#### SELECTED EXCERPT
The indictment has not stopped the Republican congressman from wanting the voters of the 27th District of New York to re-elect him when his present term ends in November. He told reporters that he was going to "mount a vigorous defence in court to clear my name" and would be "fully vindicated and exonerated." He maintains that he acted properly and within the law at all times.

The SEC's complaint states that on 22 June last year, Collins was on the board of directors of Innate Immunotherapeutics. He learnt "material, non-public information" about clinical trial results for a drug that Innate was developing. That evening, Innate’s CEO emailed him and the other directors to tell them that the results were extremely bad. Seconds later he allegedly tried to telephone his son, Cameron Collins, 25. After several failed attempts, he reached him and they spoke for six minutes. Over the next two trading days, and while the clinical trial results were still not public, Collins Jr sold a total of nearly 1.4 million Innate shares. According to the SEC, father and son spoke by telephone at least nine times during that period.
########
#### EXCERPTED DATA
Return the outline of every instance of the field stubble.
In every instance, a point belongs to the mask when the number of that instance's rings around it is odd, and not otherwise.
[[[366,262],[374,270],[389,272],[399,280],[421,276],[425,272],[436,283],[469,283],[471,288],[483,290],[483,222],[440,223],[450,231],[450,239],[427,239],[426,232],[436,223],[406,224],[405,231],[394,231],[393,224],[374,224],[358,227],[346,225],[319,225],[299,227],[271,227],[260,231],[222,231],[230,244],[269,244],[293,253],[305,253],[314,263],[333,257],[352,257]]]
########
#### EXCERPTED DATA
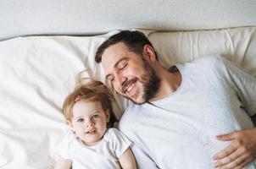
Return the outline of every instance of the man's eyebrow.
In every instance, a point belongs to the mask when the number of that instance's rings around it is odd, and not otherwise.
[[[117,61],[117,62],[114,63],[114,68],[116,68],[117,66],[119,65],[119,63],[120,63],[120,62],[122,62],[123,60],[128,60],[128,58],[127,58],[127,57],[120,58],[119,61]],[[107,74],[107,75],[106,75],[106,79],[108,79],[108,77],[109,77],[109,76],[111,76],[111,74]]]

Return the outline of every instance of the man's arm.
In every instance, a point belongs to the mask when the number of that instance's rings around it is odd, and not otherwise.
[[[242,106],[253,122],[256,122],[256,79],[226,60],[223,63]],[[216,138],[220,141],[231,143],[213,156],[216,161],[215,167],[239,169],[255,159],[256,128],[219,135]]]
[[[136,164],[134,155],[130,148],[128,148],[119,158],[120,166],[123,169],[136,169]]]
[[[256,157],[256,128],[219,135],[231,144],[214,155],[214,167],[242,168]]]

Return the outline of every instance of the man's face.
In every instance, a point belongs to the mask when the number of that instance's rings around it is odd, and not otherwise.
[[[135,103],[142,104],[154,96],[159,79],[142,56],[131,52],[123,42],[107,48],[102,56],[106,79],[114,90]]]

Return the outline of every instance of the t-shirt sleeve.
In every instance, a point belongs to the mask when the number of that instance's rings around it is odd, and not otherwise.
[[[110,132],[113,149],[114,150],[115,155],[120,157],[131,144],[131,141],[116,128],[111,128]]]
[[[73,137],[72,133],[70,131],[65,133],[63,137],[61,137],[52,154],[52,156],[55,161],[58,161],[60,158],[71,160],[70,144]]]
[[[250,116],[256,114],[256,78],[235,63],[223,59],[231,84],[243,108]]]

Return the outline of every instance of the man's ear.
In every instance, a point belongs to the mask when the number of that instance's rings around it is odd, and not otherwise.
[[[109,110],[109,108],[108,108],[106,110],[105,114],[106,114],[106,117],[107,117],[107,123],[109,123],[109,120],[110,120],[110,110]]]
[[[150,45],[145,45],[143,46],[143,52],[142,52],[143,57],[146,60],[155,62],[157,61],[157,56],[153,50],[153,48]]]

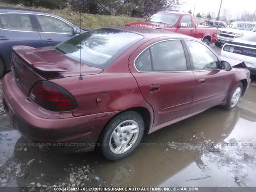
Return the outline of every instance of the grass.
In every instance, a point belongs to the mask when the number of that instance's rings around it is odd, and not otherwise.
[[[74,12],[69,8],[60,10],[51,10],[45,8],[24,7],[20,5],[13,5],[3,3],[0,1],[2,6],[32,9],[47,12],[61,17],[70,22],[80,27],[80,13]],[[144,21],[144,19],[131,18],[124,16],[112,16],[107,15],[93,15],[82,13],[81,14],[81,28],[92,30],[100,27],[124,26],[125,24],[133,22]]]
########
#### EXCERPTED DATA
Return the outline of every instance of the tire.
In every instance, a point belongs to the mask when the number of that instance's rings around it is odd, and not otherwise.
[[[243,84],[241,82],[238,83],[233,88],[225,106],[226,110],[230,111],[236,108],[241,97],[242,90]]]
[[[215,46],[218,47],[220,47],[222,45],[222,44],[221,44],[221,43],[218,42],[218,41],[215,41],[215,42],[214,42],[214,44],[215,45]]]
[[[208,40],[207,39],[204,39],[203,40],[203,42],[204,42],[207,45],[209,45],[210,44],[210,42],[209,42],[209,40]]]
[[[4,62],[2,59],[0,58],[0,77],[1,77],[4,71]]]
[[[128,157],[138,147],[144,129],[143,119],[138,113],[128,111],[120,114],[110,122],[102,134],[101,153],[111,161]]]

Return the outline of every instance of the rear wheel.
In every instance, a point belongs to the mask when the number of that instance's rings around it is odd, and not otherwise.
########
### EXERCISE AIM
Extend the passage above about the insider-trading charges against Congressman Collins, picking up after its final sentence.

### TASK ANSWER
Collins Jr was at home with his girlfriend at the time of the first phone conversation. Shortly after the call ended, both of them allegedly drove to her parents’ home. Within minutes of their arrival, according to the SEC, the girlfriend’s mother took steps to sell her Innate shares. Before the markets opened the next morning, Collins Jr allegedly placed his first order to sell Innate shares. The regulator accuses him, three days later, of ringing up a friend who had previously bought Innate shares on his recommendation. It says that the friend placed an order to sell all of his Innate shares only five minutes later. The SEC alleges that Collins Sr and Jr and the girlfriend's father (Stephen Zarsky, 66) all broke section 10(b) Securities Exchange Act 1934 (and Rule 10b-5 issued thereunder) and s17(a)(1) Securities Act 1933. All originally hoped that the drug would receive "accelerated approval" from the US Food and Drug Administration. The SEC wants to persuade the courts to order the defendants to disgorge, with prejudgment interest, all illicit trading profits, avoided losses or other ill-gotten gains.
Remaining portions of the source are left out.